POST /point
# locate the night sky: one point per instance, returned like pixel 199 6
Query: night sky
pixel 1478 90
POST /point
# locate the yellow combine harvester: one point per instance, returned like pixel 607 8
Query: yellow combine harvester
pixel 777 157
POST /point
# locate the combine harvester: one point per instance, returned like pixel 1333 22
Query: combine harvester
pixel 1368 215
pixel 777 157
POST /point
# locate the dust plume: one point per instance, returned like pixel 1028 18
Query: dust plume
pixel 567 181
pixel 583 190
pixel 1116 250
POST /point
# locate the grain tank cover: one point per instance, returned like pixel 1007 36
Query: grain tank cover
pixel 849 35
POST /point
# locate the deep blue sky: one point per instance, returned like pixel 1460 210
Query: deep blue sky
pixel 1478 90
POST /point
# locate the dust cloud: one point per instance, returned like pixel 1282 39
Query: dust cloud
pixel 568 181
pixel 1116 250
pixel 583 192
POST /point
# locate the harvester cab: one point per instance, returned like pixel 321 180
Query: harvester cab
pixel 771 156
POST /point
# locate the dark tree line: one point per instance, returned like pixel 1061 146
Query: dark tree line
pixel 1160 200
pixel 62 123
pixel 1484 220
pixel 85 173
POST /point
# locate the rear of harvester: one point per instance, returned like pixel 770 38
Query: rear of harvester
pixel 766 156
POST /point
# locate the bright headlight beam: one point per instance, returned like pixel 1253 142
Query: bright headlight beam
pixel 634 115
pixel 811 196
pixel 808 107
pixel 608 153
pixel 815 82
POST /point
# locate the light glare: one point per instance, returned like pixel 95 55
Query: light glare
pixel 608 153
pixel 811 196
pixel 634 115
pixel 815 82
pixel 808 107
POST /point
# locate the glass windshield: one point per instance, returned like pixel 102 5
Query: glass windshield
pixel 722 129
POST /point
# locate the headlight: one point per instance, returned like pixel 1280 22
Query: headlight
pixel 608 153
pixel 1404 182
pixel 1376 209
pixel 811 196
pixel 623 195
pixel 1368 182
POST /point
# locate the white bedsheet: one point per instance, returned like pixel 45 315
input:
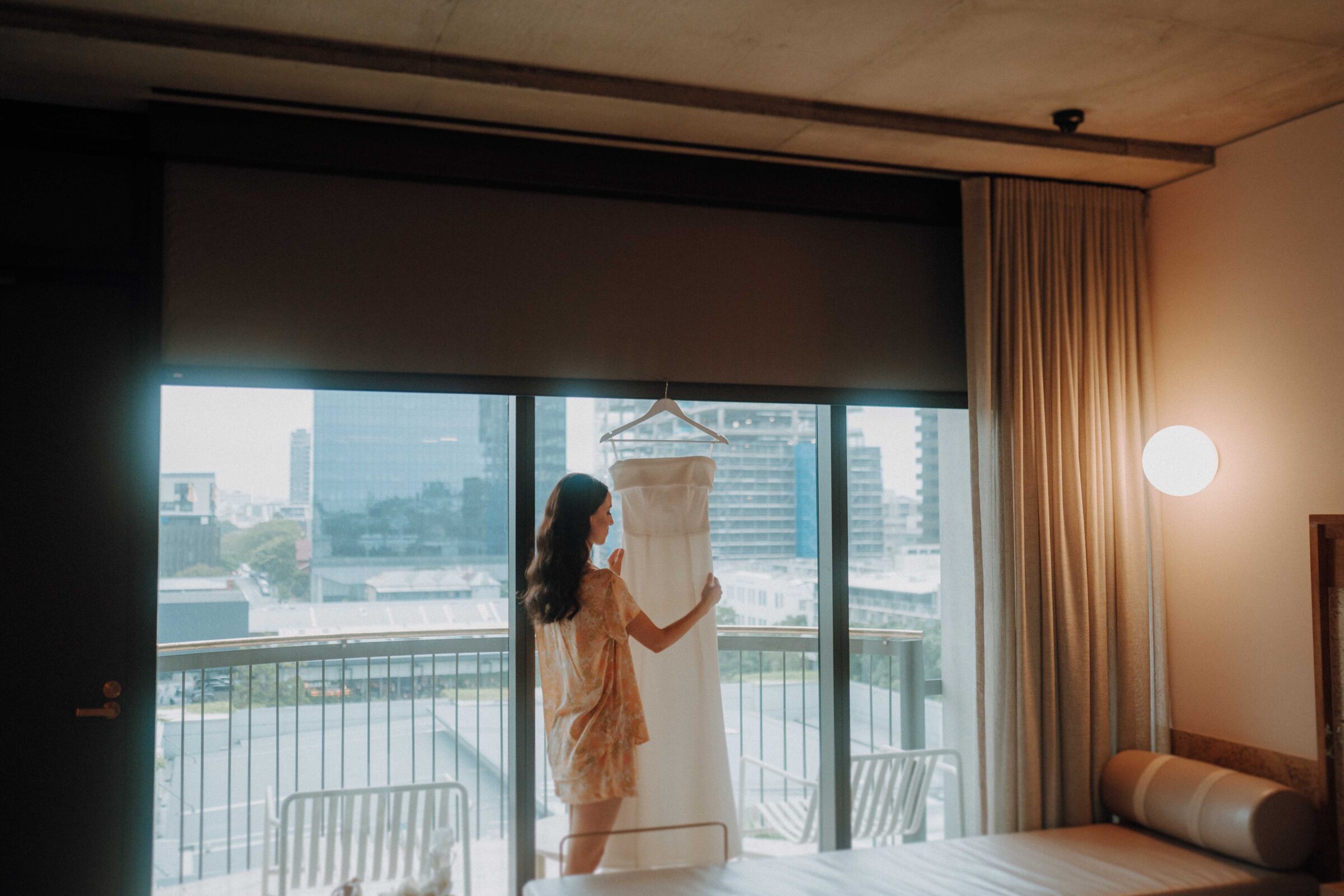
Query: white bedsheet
══════
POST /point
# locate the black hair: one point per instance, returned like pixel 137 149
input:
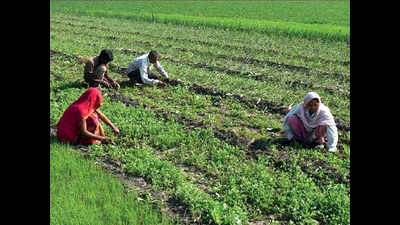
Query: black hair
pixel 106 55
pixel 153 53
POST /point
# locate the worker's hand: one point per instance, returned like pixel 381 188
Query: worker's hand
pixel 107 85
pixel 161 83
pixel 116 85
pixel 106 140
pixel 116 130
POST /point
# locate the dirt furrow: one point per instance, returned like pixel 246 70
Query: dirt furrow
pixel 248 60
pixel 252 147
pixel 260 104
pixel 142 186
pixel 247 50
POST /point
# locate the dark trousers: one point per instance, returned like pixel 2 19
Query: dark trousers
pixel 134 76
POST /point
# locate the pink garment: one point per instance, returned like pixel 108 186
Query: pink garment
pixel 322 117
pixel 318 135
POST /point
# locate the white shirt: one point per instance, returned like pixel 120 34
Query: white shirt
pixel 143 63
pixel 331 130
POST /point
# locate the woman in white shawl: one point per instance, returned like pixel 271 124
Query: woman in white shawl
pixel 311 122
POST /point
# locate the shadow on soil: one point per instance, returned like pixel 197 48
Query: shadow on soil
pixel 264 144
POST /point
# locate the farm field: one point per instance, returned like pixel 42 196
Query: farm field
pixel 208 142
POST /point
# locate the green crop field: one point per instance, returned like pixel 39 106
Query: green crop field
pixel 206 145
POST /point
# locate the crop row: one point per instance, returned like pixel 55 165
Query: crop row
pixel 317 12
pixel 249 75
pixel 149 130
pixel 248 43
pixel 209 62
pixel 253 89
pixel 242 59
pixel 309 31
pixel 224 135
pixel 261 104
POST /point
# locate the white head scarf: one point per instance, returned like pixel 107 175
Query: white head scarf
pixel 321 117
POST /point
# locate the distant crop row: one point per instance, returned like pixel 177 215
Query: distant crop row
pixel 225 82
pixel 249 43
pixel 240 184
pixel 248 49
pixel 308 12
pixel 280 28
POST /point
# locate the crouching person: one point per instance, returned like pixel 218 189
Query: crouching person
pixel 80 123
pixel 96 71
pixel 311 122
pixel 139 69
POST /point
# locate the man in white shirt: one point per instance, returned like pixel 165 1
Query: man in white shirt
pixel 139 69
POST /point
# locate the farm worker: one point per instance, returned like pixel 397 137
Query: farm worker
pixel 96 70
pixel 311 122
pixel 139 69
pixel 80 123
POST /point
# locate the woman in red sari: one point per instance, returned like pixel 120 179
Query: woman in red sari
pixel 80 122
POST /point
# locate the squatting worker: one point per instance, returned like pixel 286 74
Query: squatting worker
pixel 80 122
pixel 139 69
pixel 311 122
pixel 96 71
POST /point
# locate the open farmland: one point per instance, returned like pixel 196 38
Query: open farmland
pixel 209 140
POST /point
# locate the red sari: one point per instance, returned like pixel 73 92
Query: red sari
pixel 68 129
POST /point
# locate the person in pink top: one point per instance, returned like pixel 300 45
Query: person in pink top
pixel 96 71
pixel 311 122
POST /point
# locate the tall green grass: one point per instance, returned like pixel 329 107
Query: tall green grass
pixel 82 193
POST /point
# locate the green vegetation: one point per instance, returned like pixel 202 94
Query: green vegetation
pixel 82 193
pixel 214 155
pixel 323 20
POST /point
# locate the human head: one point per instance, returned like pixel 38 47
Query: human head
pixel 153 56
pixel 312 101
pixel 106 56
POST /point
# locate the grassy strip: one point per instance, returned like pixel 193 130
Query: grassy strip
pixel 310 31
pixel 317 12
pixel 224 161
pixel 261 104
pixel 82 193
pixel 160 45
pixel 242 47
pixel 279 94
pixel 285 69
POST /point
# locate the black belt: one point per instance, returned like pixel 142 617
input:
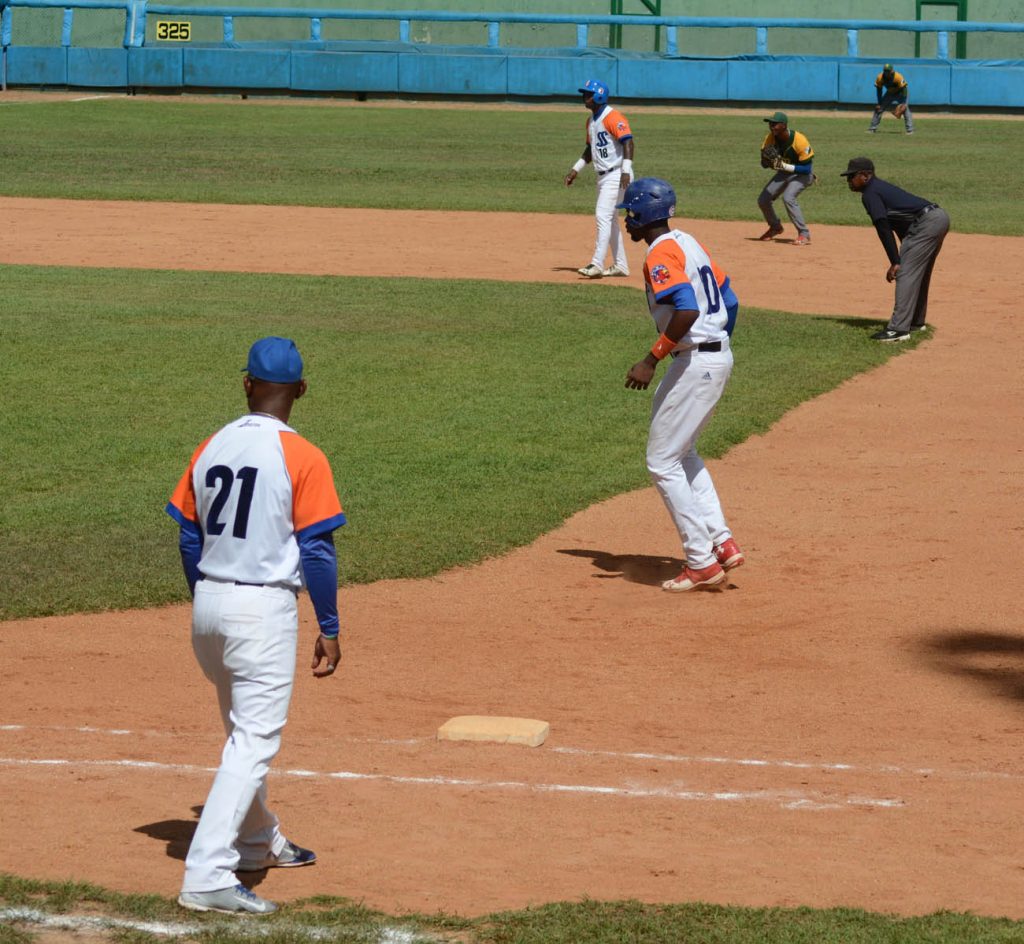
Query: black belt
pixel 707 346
══════
Stated goal:
Pull out each line above that contains the word "open", copying every one in full.

Full solution:
# locate the open farmland: one point per instance, returned like pixel 196 38
Query: open farmland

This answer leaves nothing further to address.